──────── Wiersze ────────

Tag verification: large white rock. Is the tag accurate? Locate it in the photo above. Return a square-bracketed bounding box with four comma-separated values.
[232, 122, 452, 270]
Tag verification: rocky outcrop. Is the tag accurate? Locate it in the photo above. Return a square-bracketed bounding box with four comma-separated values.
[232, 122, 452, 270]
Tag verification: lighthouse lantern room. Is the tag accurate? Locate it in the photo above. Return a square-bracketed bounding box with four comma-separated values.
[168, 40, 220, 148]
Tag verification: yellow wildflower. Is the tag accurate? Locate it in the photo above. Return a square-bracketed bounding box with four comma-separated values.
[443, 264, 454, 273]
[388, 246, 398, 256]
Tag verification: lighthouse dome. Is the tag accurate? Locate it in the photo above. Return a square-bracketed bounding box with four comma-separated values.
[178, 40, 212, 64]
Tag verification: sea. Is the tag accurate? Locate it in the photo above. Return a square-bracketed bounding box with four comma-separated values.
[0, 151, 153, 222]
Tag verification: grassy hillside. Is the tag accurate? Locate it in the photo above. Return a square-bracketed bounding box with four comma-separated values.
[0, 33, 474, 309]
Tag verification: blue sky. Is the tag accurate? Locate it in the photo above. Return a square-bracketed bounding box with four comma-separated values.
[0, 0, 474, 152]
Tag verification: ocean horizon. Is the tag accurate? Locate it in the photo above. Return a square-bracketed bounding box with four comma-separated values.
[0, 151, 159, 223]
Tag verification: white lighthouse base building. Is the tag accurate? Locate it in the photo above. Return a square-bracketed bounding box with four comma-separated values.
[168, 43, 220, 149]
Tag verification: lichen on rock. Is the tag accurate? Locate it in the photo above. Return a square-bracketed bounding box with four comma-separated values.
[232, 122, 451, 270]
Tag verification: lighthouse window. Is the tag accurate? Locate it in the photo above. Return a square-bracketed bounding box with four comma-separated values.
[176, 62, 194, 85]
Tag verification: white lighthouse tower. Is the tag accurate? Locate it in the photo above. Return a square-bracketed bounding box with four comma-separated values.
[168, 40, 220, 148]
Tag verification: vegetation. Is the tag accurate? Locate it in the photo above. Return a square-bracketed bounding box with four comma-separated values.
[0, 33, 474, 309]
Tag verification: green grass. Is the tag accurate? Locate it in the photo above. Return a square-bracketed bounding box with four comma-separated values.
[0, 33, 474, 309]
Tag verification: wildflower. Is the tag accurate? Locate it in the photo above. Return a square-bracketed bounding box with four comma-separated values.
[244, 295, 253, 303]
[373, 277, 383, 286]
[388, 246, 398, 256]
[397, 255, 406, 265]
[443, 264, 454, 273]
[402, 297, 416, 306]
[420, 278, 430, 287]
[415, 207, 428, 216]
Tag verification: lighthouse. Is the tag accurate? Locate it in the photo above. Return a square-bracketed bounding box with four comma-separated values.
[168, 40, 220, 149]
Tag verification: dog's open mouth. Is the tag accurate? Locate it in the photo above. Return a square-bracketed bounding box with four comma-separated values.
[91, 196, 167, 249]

────────

## Treść zadania:
Czy ułożysz wiersze od tego, który zawiera "Tag verification: white lighthouse base", do tego, który zawiera "[232, 122, 451, 270]", włącznie z oboma, jako dwukolumnowy plik CSV z kolumnami prompt i target? Każdy rekord pliku ma łączyć tekst z jego odpowiedzią, a każde pole ma być ujęte w cudzysłów, ze znakami nowej linii zamienionymi na spacje.

## Gotowa odpowiedź:
prompt,target
"Tag verification: white lighthouse base building. Is the tag accurate? Locate it in the photo above. Return a square-bracketed bounding box with four comma-separated values.","[168, 43, 220, 149]"
"Tag verification: lichen on rock. Is the tag accurate? Locate it in the photo above. Return a square-bracketed bounding box with four comma-separated values.","[232, 122, 451, 270]"